▶ **Passage shown**:
# Live pipe work?



## Craigj6a (Oct 8, 2014)

Hi 

I got called to attend a lady's house after a British Gas engineer refused to carry out a service to there boiler due to her voltage indicator stick indicating the caseing of the boiler was live !

Now I know these sticks are not great and you shouldn't trust them fully but I went there put my indicator on the boiler and on the pipe work on the immersion heater and it came up as if there is voltage there, i turned of the boiler and it still indicates voltage !

I used my fluke tester to test from the pipe the boiler the immersion to a neutral and to a earth terminal and I got 0 volts and I'm not getting any shocks !



any advice would be great thanks


----------



## macmikeman (Jan 23, 2007)

Craigj6a said:


> Hi
> 
> I got called to attend a lady's house after a British Gas engineer refused to carry out a service to there boiler due to her voltage indicator stick indicating the caseing of the boiler was live !

[Excerpts from point annotation data]
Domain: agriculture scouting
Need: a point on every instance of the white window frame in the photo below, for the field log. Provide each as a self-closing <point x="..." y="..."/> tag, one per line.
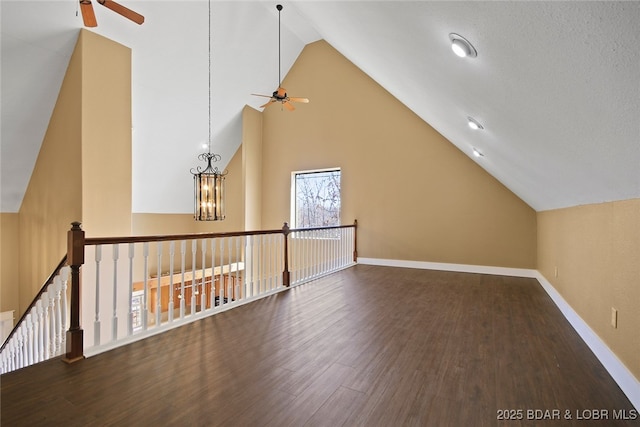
<point x="293" y="198"/>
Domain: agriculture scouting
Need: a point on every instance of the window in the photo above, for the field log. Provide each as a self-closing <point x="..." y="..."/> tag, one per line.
<point x="315" y="198"/>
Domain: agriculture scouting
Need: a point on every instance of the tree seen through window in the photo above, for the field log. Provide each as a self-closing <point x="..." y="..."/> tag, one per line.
<point x="317" y="198"/>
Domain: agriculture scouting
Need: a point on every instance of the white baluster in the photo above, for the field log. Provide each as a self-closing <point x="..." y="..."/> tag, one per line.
<point x="203" y="296"/>
<point x="194" y="285"/>
<point x="213" y="276"/>
<point x="130" y="319"/>
<point x="221" y="278"/>
<point x="21" y="347"/>
<point x="228" y="282"/>
<point x="172" y="251"/>
<point x="145" y="296"/>
<point x="236" y="291"/>
<point x="59" y="328"/>
<point x="41" y="329"/>
<point x="96" y="321"/>
<point x="158" y="287"/>
<point x="46" y="326"/>
<point x="28" y="341"/>
<point x="183" y="255"/>
<point x="114" y="317"/>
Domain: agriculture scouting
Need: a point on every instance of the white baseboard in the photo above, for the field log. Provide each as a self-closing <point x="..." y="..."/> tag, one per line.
<point x="629" y="384"/>
<point x="462" y="268"/>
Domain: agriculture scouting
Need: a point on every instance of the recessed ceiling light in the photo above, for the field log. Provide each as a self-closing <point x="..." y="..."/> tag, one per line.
<point x="461" y="46"/>
<point x="473" y="124"/>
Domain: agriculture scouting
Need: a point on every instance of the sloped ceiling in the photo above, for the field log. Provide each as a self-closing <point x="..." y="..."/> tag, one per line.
<point x="555" y="84"/>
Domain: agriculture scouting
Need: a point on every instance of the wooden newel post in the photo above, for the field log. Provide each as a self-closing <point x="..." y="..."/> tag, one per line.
<point x="75" y="259"/>
<point x="355" y="240"/>
<point x="285" y="273"/>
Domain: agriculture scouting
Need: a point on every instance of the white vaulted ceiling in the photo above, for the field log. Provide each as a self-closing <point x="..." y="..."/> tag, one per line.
<point x="556" y="85"/>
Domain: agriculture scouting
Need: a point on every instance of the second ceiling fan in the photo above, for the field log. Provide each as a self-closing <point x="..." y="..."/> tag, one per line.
<point x="280" y="94"/>
<point x="89" y="16"/>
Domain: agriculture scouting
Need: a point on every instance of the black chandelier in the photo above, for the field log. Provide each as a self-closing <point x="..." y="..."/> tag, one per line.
<point x="208" y="183"/>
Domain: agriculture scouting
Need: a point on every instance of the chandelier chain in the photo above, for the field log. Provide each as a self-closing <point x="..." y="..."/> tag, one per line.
<point x="209" y="140"/>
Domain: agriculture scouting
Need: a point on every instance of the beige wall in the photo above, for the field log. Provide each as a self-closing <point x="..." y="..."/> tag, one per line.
<point x="596" y="250"/>
<point x="9" y="261"/>
<point x="415" y="195"/>
<point x="83" y="170"/>
<point x="54" y="195"/>
<point x="106" y="136"/>
<point x="252" y="167"/>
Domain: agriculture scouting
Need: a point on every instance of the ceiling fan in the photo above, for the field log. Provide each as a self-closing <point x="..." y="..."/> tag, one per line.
<point x="280" y="95"/>
<point x="89" y="16"/>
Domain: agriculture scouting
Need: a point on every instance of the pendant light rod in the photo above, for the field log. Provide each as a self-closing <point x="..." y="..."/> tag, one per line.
<point x="209" y="140"/>
<point x="279" y="7"/>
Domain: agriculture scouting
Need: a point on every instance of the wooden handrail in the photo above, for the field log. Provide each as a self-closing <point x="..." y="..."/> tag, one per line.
<point x="76" y="243"/>
<point x="93" y="241"/>
<point x="47" y="282"/>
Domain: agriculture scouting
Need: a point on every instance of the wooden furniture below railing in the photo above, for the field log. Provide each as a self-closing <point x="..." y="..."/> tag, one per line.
<point x="229" y="275"/>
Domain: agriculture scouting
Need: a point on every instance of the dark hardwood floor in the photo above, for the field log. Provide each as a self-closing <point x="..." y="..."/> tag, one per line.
<point x="368" y="346"/>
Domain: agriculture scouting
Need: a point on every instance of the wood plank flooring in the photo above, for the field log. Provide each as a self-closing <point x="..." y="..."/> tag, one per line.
<point x="368" y="346"/>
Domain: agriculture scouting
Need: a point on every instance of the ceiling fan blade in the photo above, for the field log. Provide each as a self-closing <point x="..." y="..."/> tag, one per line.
<point x="88" y="15"/>
<point x="124" y="11"/>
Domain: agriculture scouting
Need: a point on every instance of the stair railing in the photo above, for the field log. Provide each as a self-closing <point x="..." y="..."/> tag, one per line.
<point x="130" y="288"/>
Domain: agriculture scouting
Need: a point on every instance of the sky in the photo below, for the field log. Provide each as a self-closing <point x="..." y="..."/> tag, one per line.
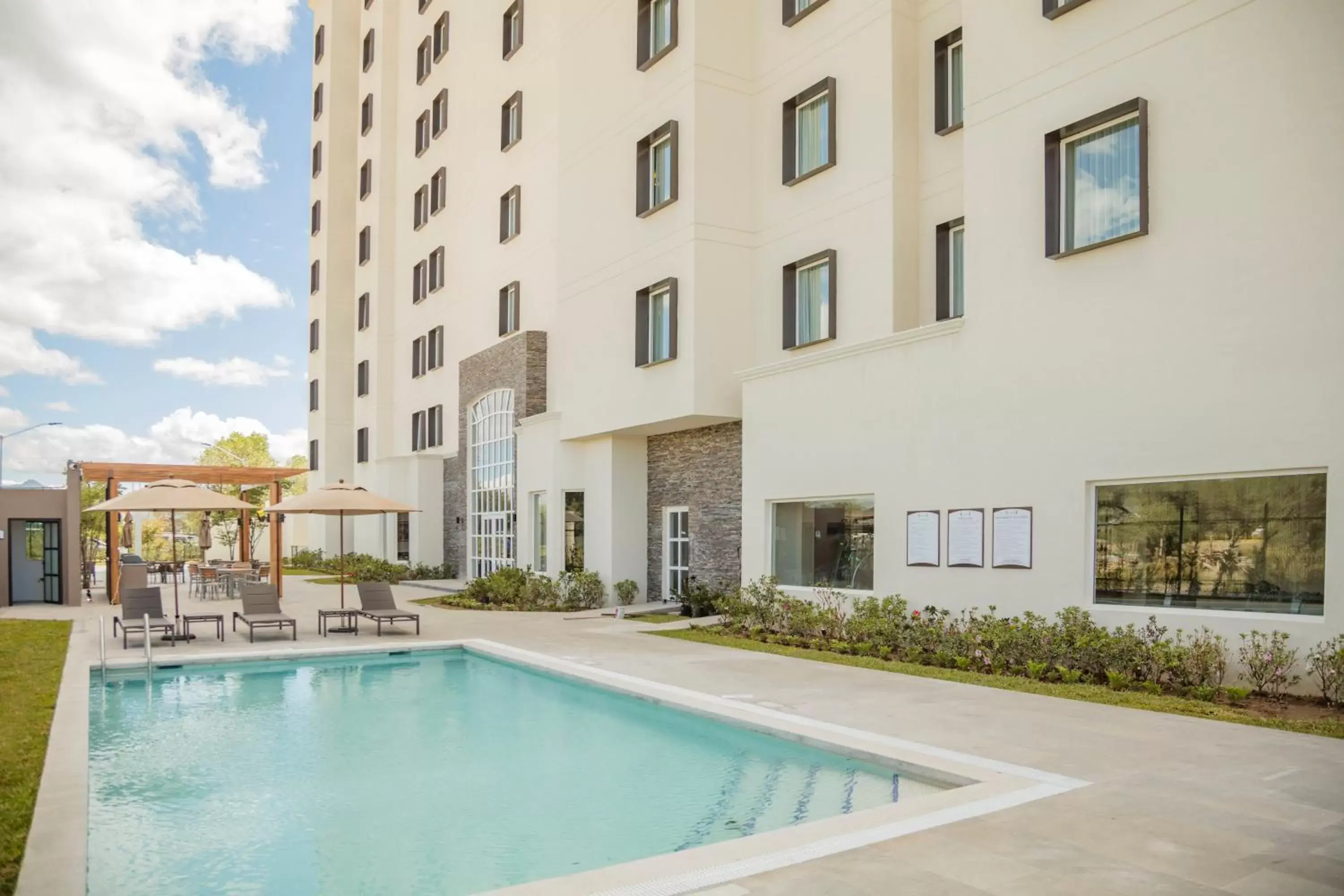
<point x="154" y="229"/>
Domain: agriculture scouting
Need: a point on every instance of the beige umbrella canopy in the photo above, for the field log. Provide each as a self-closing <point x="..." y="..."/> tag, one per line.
<point x="172" y="496"/>
<point x="340" y="499"/>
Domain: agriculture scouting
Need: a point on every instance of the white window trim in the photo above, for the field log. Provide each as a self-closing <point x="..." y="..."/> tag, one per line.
<point x="1065" y="242"/>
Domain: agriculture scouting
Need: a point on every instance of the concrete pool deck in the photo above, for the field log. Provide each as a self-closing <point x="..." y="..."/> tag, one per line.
<point x="1176" y="805"/>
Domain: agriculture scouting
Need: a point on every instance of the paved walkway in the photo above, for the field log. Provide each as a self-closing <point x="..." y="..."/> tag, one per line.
<point x="1176" y="805"/>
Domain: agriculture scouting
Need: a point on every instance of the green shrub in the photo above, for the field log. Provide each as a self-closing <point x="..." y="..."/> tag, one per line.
<point x="627" y="590"/>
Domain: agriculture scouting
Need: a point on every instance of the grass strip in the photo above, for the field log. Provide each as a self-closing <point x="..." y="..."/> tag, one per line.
<point x="33" y="653"/>
<point x="1088" y="694"/>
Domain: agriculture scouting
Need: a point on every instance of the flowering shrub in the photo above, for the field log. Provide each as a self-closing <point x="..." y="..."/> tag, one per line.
<point x="1269" y="663"/>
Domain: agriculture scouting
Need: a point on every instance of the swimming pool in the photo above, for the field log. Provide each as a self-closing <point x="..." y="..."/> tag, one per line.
<point x="441" y="771"/>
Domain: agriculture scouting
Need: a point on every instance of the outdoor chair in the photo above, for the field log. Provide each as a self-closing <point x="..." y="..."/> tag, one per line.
<point x="135" y="605"/>
<point x="377" y="603"/>
<point x="261" y="610"/>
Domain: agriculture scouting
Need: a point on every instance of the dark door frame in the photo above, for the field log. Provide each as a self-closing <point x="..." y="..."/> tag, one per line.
<point x="61" y="556"/>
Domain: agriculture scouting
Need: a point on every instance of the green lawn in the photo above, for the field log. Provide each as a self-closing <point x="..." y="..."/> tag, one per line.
<point x="1327" y="727"/>
<point x="31" y="656"/>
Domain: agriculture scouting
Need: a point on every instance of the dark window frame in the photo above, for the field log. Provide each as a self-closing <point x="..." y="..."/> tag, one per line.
<point x="791" y="131"/>
<point x="1055" y="9"/>
<point x="517" y="193"/>
<point x="644" y="164"/>
<point x="644" y="58"/>
<point x="943" y="84"/>
<point x="792" y="15"/>
<point x="510" y="47"/>
<point x="1054" y="171"/>
<point x="943" y="269"/>
<point x="791" y="299"/>
<point x="504" y="308"/>
<point x="507" y="138"/>
<point x="642" y="323"/>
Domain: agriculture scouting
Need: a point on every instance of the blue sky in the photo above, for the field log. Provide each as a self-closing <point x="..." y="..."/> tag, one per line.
<point x="264" y="228"/>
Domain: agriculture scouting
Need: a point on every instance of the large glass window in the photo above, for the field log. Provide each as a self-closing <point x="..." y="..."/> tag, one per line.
<point x="573" y="531"/>
<point x="492" y="507"/>
<point x="1245" y="543"/>
<point x="824" y="543"/>
<point x="1101" y="185"/>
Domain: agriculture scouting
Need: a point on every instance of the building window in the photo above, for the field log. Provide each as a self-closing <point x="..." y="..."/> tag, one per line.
<point x="437" y="191"/>
<point x="539" y="531"/>
<point x="810" y="132"/>
<point x="1252" y="543"/>
<point x="513" y="29"/>
<point x="824" y="543"/>
<point x="1055" y="9"/>
<point x="655" y="170"/>
<point x="418" y="281"/>
<point x="810" y="300"/>
<point x="417" y="358"/>
<point x="573" y="531"/>
<point x="436" y="271"/>
<point x="422" y="134"/>
<point x="676" y="550"/>
<point x="490" y="435"/>
<point x="511" y="121"/>
<point x="948" y="84"/>
<point x="440" y="37"/>
<point x="436" y="426"/>
<point x="424" y="57"/>
<point x="951" y="265"/>
<point x="508" y="310"/>
<point x="655" y="323"/>
<point x="418" y="436"/>
<point x="1097" y="181"/>
<point x="795" y="10"/>
<point x="421" y="207"/>
<point x="658" y="31"/>
<point x="404" y="538"/>
<point x="439" y="112"/>
<point x="511" y="214"/>
<point x="435" y="349"/>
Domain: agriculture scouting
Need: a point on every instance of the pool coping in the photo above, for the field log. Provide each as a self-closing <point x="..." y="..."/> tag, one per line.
<point x="56" y="862"/>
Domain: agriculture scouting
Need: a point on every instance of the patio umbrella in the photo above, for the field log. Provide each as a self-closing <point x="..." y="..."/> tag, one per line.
<point x="172" y="496"/>
<point x="340" y="499"/>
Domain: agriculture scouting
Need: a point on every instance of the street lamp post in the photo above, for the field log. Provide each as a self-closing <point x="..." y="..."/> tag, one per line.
<point x="35" y="426"/>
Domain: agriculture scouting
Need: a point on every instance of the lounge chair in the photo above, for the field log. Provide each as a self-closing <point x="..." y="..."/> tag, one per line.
<point x="261" y="610"/>
<point x="377" y="603"/>
<point x="135" y="605"/>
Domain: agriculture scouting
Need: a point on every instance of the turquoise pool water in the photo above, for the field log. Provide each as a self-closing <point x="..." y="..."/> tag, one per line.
<point x="428" y="773"/>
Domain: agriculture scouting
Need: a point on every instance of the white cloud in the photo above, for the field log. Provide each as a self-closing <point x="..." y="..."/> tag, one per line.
<point x="96" y="132"/>
<point x="236" y="371"/>
<point x="177" y="439"/>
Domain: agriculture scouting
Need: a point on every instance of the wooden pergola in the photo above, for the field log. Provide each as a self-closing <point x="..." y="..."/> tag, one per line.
<point x="116" y="474"/>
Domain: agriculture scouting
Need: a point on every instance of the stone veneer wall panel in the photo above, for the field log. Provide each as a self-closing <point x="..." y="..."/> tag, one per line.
<point x="699" y="469"/>
<point x="517" y="363"/>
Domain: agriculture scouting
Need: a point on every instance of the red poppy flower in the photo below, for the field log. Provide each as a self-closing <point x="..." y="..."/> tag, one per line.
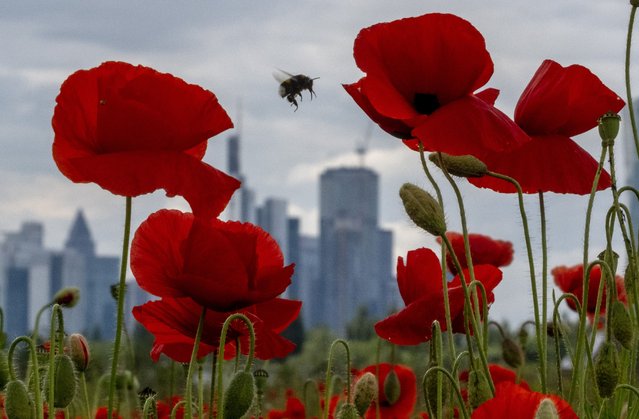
<point x="403" y="407"/>
<point x="515" y="401"/>
<point x="420" y="285"/>
<point x="421" y="73"/>
<point x="483" y="250"/>
<point x="570" y="279"/>
<point x="224" y="266"/>
<point x="558" y="103"/>
<point x="133" y="130"/>
<point x="174" y="322"/>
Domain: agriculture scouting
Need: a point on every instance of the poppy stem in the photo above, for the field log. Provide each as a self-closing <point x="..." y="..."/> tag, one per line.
<point x="36" y="370"/>
<point x="329" y="375"/>
<point x="220" y="356"/>
<point x="541" y="349"/>
<point x="440" y="200"/>
<point x="631" y="110"/>
<point x="120" y="315"/>
<point x="188" y="411"/>
<point x="581" y="330"/>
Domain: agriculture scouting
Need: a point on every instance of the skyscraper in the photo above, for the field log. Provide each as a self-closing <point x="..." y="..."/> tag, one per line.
<point x="355" y="256"/>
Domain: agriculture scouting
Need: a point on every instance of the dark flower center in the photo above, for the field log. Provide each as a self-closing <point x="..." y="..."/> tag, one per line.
<point x="425" y="103"/>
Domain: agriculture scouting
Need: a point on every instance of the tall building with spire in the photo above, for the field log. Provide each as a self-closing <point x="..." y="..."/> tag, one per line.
<point x="355" y="257"/>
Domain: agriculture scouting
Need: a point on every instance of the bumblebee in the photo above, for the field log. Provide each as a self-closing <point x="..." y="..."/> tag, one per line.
<point x="293" y="85"/>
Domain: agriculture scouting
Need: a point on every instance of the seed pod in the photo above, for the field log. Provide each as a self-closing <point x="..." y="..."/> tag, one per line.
<point x="64" y="381"/>
<point x="239" y="395"/>
<point x="67" y="297"/>
<point x="547" y="410"/>
<point x="365" y="392"/>
<point x="512" y="353"/>
<point x="17" y="402"/>
<point x="392" y="388"/>
<point x="621" y="324"/>
<point x="462" y="166"/>
<point x="261" y="377"/>
<point x="478" y="388"/>
<point x="347" y="411"/>
<point x="79" y="350"/>
<point x="607" y="369"/>
<point x="423" y="209"/>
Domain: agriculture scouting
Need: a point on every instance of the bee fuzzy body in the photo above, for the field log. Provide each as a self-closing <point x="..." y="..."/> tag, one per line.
<point x="291" y="86"/>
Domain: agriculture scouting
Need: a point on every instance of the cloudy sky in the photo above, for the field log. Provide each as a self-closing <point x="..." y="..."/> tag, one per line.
<point x="232" y="48"/>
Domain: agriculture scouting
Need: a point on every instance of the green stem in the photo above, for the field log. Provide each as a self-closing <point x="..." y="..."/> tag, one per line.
<point x="85" y="392"/>
<point x="440" y="200"/>
<point x="220" y="356"/>
<point x="188" y="413"/>
<point x="36" y="369"/>
<point x="448" y="375"/>
<point x="544" y="283"/>
<point x="120" y="314"/>
<point x="629" y="102"/>
<point x="470" y="316"/>
<point x="539" y="330"/>
<point x="329" y="374"/>
<point x="581" y="330"/>
<point x="54" y="348"/>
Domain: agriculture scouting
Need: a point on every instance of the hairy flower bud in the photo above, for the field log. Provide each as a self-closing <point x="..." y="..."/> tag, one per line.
<point x="365" y="392"/>
<point x="547" y="410"/>
<point x="64" y="381"/>
<point x="462" y="166"/>
<point x="239" y="395"/>
<point x="423" y="209"/>
<point x="478" y="388"/>
<point x="17" y="402"/>
<point x="609" y="126"/>
<point x="512" y="353"/>
<point x="79" y="351"/>
<point x="347" y="411"/>
<point x="67" y="297"/>
<point x="621" y="324"/>
<point x="392" y="388"/>
<point x="607" y="369"/>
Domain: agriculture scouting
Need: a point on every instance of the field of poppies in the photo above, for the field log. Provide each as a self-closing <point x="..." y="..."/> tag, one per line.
<point x="219" y="339"/>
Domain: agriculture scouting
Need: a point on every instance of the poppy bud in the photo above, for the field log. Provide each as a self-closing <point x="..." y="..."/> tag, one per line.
<point x="347" y="411"/>
<point x="239" y="395"/>
<point x="79" y="350"/>
<point x="547" y="410"/>
<point x="462" y="166"/>
<point x="423" y="209"/>
<point x="64" y="381"/>
<point x="365" y="392"/>
<point x="4" y="370"/>
<point x="621" y="324"/>
<point x="607" y="369"/>
<point x="261" y="377"/>
<point x="512" y="353"/>
<point x="478" y="388"/>
<point x="67" y="297"/>
<point x="392" y="388"/>
<point x="609" y="126"/>
<point x="17" y="402"/>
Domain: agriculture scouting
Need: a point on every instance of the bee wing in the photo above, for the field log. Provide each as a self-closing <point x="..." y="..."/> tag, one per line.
<point x="281" y="75"/>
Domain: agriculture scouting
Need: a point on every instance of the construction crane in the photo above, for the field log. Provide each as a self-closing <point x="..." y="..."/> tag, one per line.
<point x="362" y="147"/>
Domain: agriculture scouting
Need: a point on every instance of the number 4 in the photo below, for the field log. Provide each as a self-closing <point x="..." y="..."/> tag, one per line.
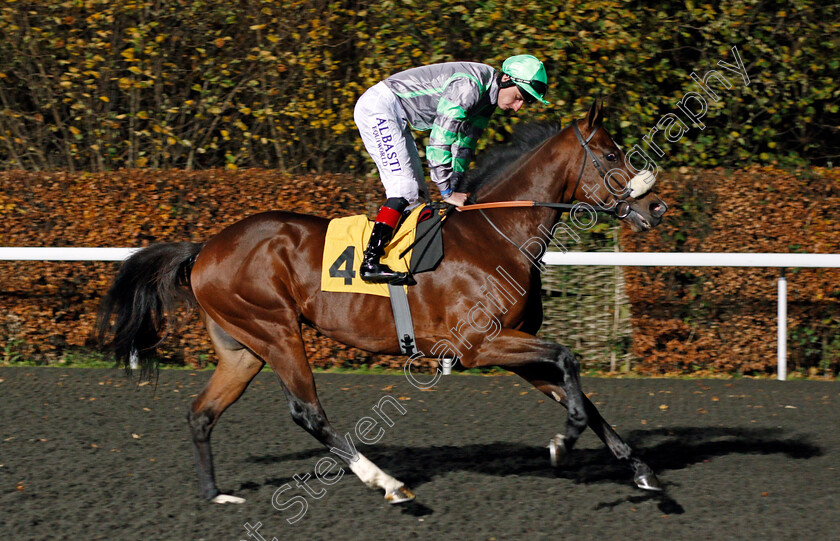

▶ **Brief 1**:
In the live pipe work thread, what voltage did the Fluke tester show from the pipe, the boiler and the immersion to a neutral and to an earth terminal?
▶ **Brief 2**:
Please extend the live pipe work thread from its last line.

▶ **Task output 1**:
0 volts.

▶ **Task output 2**:
> 
> ...




Try your stick on the walls and doors. Is this a knob and tube wired house?
Or one with three way switches wired with two wire cable travellers? Both of those can make tic testers give false positive readings thru the structure.


----------



## wcord (Jan 23, 2011)

Those testers are really electromagnetic field detectors. Designed to err on the side of caution, so false positives are more common.
You really need a voltage meter to be sure.

http://www.homeinspect2020.com/uploads/Non_Contact_Voltage_Testers_and_Personal_Risk_Management.pdf


----------



## gnuuser (Jan 13, 2013)

correct wcord
the non contact testers will alert you of a potential of voltage present.
most can be set off with even a small static charge buildup
using an analog meter (or any meter that applies a load ) will give you an accurate reading.

while i dont use them often they can tell you to pay more attention
and there is nothing wrong with that:laughing:


----------



## wcord (Jan 23, 2011)

gnuuser said:


> correct wcord
> the non contact testers will alert you of a potential of voltage present.
> most can be set off with even a small static charge buildup
> using an analog meter (or any meter that applies a load ) will give you an accurate reading.
> ...


They are a great tool for demo and such, but I have found my guys relying on the tic tester, rather than grabbing a meter.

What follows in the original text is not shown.